Document excerpt ::
"""

These outcomes are especially troubling at a time when food prices remain high and families report increasing difficulty affording basic needs.

“I’m on a fixed income now; I’m retired,” said Gladys. “Things are a little different now that I’m not working. When I’m grocery shopping, things have gone up tremendously, and some things you just can’t buy now when you used to could buy most things you wanted.”


Urgent Action Needed

A bipartisan coalition of state and local organizations is calling on Congress to:

  1. Delay the SNAP cost shift for all states by at least two years, not just the handful granted delays under the megabill.
  2. Delay the 50% reduction in federal administrative reimbursement so states have the resources needed to reduce errors without restricting access.
  3. Ultimately repeal the cost shift to preserve SNAP’s role as a reliable nationwide anti-hunger program.

"""

Given instruction 1 :: Can you extract the part of the SNAP passage starting with "1. Delay the" and going on through "without restricting access."?
Given instruction 2 :: Can you continue the passage on the SNAP cost shift from where it stops?
The records below aren't needed here.

Data ::

"""

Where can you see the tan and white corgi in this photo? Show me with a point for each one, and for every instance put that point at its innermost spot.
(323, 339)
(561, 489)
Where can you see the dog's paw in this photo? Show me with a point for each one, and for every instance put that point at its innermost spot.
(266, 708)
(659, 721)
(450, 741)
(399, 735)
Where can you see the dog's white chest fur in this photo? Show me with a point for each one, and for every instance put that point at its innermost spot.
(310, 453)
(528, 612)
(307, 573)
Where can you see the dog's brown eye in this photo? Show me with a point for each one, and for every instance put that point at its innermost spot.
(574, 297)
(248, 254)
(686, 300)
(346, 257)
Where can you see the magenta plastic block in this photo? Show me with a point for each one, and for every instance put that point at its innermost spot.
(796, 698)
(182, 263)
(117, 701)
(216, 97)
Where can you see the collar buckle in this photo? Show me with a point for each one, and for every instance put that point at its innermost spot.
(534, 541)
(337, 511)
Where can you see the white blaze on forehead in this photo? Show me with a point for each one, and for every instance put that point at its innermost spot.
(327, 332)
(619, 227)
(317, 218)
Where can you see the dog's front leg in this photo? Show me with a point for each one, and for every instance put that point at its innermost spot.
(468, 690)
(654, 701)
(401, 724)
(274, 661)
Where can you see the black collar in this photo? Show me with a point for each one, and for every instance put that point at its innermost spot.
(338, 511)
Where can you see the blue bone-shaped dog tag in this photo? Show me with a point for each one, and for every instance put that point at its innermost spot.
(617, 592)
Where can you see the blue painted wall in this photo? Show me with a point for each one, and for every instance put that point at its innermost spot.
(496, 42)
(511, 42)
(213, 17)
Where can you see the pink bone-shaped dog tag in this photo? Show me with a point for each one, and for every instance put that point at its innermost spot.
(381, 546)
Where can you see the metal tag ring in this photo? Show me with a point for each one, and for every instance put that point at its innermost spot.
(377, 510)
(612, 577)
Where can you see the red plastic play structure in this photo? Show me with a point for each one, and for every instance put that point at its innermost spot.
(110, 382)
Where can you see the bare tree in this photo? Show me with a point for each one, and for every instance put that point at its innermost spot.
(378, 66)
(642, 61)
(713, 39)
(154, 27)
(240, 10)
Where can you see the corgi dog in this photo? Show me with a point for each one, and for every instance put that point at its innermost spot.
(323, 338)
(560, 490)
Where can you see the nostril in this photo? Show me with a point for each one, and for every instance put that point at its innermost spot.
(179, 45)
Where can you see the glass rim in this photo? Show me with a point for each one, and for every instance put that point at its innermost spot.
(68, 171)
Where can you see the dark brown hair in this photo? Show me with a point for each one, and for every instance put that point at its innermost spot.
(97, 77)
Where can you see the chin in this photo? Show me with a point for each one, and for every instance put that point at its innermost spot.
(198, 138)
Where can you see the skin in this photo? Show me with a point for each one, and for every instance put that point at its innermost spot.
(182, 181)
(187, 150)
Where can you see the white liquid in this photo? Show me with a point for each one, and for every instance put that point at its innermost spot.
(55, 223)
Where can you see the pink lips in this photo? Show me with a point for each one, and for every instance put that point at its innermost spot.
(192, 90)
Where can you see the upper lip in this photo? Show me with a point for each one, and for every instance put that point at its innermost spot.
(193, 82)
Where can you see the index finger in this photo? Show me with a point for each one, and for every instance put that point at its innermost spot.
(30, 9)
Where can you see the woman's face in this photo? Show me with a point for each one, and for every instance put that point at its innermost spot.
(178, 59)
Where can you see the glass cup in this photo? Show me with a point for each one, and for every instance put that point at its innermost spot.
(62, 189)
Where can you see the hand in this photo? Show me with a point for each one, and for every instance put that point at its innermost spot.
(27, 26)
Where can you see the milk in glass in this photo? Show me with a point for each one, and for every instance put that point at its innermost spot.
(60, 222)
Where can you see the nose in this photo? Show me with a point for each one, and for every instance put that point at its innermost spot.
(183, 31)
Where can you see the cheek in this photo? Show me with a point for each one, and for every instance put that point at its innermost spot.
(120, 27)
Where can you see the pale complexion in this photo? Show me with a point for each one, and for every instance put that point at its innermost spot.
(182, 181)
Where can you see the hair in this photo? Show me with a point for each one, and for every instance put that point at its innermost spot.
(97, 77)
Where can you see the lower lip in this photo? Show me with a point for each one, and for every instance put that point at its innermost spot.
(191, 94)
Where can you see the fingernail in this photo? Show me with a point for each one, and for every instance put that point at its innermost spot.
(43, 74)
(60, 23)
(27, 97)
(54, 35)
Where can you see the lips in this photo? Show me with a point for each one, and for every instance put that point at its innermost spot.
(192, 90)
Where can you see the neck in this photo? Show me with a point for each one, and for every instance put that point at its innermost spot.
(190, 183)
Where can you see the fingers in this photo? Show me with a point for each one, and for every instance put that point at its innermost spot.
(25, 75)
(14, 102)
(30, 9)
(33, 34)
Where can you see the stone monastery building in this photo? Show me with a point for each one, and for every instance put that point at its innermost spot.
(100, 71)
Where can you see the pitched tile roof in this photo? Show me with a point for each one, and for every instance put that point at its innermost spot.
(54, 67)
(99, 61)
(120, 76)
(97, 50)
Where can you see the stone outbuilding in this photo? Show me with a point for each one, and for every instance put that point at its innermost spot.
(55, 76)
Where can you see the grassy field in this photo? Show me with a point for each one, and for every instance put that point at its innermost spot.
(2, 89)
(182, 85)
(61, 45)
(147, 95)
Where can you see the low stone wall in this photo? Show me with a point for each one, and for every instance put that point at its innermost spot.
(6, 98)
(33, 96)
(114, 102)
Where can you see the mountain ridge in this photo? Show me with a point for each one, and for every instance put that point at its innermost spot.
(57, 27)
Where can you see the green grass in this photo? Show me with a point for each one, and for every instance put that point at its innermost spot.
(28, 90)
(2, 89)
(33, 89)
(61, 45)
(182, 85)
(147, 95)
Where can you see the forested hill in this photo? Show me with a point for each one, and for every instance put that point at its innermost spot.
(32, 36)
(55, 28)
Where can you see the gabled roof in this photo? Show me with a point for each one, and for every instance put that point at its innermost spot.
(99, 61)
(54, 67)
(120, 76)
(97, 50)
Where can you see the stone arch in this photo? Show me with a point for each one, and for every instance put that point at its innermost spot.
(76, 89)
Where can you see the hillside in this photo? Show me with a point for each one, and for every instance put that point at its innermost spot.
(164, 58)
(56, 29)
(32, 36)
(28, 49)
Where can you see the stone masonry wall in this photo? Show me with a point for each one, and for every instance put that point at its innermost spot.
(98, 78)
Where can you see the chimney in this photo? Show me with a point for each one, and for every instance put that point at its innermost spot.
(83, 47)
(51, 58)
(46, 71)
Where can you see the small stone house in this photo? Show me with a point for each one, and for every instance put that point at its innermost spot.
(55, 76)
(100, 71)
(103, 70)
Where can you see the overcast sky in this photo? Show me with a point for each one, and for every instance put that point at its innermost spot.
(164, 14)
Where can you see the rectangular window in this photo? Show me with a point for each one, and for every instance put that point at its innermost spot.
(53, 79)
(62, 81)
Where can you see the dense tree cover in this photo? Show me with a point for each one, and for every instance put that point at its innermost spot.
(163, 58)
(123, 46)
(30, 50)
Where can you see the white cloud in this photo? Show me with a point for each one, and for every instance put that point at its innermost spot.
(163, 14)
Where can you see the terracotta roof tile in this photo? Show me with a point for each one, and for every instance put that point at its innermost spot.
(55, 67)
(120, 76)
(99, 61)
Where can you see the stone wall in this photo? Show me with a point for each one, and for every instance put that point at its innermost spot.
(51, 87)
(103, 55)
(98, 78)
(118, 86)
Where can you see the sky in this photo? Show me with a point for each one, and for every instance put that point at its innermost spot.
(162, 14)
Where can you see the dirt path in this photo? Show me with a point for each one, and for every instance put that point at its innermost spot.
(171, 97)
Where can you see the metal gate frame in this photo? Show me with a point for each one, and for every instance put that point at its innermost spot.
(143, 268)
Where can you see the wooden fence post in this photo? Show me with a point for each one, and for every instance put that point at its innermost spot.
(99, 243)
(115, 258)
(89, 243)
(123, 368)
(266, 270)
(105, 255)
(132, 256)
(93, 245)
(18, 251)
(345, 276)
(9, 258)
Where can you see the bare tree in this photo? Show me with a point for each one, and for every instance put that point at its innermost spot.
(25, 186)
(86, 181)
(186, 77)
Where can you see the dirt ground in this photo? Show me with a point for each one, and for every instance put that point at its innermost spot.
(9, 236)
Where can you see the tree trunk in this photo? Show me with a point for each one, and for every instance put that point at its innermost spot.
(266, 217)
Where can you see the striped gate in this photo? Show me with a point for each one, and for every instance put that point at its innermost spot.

"""

Response 1 ::
1. Delay the SNAP cost shift for all states by at least two years, not just the handful granted delays under the megabill.
  2. Delay the 50% reduction in federal administrative reimbursement so states have the resources needed to reduce errors without restricting access.

Response 2 ::
States need time, guidance, and adequate funding to administer SNAP effectively—without undermining access for the very people the program is designed to support.


Fast Facts About SNAP

  • 81% of SNAP households include a child, senior, or person with disabilities.
  • Benefits are typically spent within weeks, providing immediate economic stimulus.
  • SNAP expands during economic downturns and contracts as conditions improve.
  • Participation supports long‑term employment stability for working-age adults.
  • SNAP participation reduces annual health care costs by an average of $1,400 per adult.